THE TASK | Pull out every line of the material below that contains the word "bare". Case counts.

PROVIDED RECORDS |
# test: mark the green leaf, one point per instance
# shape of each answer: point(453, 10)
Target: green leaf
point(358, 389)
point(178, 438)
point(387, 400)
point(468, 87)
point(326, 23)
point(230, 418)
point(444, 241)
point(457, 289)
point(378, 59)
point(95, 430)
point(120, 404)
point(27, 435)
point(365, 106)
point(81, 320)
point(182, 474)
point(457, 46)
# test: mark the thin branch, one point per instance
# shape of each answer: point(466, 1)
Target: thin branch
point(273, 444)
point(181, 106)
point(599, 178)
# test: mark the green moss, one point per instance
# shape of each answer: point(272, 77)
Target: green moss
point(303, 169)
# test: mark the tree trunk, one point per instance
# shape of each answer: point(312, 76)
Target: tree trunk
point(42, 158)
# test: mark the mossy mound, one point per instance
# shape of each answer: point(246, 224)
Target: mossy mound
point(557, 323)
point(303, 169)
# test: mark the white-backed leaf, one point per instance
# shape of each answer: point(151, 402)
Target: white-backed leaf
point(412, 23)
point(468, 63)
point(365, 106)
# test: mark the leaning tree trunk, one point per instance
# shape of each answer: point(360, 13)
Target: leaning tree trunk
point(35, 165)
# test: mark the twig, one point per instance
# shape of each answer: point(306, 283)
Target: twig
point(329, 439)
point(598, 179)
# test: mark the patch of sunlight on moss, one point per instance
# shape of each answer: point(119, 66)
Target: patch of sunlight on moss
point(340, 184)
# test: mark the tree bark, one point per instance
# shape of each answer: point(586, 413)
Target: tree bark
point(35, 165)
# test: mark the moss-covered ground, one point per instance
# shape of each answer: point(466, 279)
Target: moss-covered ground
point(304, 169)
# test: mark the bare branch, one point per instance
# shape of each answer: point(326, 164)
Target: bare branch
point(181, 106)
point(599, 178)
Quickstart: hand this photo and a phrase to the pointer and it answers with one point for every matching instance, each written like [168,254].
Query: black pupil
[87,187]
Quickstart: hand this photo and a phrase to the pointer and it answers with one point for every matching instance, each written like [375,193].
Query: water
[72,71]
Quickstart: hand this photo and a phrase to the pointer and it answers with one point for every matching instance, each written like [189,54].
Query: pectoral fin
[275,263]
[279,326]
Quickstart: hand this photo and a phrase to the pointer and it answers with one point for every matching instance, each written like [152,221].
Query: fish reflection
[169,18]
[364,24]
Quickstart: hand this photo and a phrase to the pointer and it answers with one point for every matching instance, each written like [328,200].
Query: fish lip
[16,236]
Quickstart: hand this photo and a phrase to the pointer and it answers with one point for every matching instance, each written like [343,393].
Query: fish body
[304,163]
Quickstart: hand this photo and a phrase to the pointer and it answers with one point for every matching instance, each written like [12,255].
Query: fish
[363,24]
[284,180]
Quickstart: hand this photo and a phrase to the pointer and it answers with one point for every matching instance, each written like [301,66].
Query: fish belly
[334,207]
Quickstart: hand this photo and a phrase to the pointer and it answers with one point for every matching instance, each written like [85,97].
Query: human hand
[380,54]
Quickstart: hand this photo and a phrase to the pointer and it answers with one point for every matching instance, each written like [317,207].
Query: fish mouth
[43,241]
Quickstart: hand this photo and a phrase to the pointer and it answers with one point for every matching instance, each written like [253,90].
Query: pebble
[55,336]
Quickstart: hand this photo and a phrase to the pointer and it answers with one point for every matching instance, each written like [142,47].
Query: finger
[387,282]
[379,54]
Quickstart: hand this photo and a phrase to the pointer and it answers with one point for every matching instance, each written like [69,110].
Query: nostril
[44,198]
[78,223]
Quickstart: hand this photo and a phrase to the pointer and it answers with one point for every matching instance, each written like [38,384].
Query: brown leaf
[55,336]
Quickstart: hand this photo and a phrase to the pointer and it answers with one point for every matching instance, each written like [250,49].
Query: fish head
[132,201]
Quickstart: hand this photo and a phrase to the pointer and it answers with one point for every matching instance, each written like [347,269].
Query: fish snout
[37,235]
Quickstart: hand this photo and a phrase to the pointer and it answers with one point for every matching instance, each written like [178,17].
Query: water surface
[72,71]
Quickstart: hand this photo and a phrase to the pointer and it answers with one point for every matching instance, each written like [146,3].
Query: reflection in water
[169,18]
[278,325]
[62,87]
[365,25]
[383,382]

--

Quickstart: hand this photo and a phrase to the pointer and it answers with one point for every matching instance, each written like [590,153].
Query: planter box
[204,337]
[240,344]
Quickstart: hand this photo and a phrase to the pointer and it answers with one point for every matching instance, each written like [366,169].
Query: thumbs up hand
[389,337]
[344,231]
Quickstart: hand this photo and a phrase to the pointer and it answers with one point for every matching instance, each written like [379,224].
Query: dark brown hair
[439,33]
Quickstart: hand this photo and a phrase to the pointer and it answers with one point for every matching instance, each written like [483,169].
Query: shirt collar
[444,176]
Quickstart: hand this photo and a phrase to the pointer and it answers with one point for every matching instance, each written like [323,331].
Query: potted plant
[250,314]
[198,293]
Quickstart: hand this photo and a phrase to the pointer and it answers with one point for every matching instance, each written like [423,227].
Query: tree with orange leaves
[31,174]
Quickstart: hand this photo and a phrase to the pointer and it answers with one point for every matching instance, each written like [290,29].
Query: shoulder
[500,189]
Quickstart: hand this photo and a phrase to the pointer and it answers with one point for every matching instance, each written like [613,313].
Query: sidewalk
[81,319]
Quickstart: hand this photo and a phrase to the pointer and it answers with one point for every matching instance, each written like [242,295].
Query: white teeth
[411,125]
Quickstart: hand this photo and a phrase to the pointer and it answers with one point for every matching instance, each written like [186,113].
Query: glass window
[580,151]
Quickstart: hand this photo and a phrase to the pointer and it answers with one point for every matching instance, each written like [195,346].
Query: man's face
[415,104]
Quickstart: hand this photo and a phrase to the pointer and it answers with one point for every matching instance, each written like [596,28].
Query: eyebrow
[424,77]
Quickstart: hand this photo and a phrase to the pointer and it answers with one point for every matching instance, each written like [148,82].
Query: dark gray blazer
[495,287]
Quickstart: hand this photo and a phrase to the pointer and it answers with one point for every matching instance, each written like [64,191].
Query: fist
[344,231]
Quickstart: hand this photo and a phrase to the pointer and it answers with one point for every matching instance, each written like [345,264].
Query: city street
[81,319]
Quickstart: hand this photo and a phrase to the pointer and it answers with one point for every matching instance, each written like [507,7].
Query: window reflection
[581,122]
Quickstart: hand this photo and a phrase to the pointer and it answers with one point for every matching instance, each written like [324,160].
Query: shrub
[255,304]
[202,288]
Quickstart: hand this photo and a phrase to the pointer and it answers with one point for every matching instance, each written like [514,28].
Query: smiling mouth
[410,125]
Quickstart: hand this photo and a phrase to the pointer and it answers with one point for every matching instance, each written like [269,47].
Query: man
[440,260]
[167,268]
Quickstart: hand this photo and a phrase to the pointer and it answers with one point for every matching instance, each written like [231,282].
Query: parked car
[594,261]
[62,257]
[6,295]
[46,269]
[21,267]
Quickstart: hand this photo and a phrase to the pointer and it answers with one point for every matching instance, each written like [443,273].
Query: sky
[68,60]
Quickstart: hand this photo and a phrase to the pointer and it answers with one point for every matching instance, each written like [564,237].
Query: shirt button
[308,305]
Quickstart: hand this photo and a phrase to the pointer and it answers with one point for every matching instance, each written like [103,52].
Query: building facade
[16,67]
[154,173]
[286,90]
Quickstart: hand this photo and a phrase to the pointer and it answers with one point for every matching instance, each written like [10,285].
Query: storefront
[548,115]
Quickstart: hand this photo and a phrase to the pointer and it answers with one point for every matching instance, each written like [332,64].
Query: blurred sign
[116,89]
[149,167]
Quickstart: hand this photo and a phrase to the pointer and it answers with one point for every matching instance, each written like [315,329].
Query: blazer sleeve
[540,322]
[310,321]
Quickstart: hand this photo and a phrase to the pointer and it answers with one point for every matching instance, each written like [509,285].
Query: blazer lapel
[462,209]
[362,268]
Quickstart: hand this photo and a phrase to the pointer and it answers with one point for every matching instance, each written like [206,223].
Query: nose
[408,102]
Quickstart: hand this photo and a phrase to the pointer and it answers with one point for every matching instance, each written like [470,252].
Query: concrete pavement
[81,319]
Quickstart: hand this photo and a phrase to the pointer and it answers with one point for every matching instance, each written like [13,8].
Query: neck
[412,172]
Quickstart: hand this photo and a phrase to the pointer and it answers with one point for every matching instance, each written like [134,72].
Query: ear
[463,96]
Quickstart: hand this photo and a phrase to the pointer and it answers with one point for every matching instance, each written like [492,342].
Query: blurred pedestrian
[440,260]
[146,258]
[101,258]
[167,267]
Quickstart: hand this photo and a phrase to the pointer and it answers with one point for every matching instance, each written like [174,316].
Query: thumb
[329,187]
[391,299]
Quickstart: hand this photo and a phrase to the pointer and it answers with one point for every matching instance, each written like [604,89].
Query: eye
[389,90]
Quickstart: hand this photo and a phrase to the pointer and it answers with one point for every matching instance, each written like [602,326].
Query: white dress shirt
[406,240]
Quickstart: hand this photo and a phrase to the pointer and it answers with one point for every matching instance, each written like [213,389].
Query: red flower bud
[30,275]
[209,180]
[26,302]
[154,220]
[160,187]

SOLVED EXERCISE |
# test: mark the bare branch, one point per instance
Target: bare branch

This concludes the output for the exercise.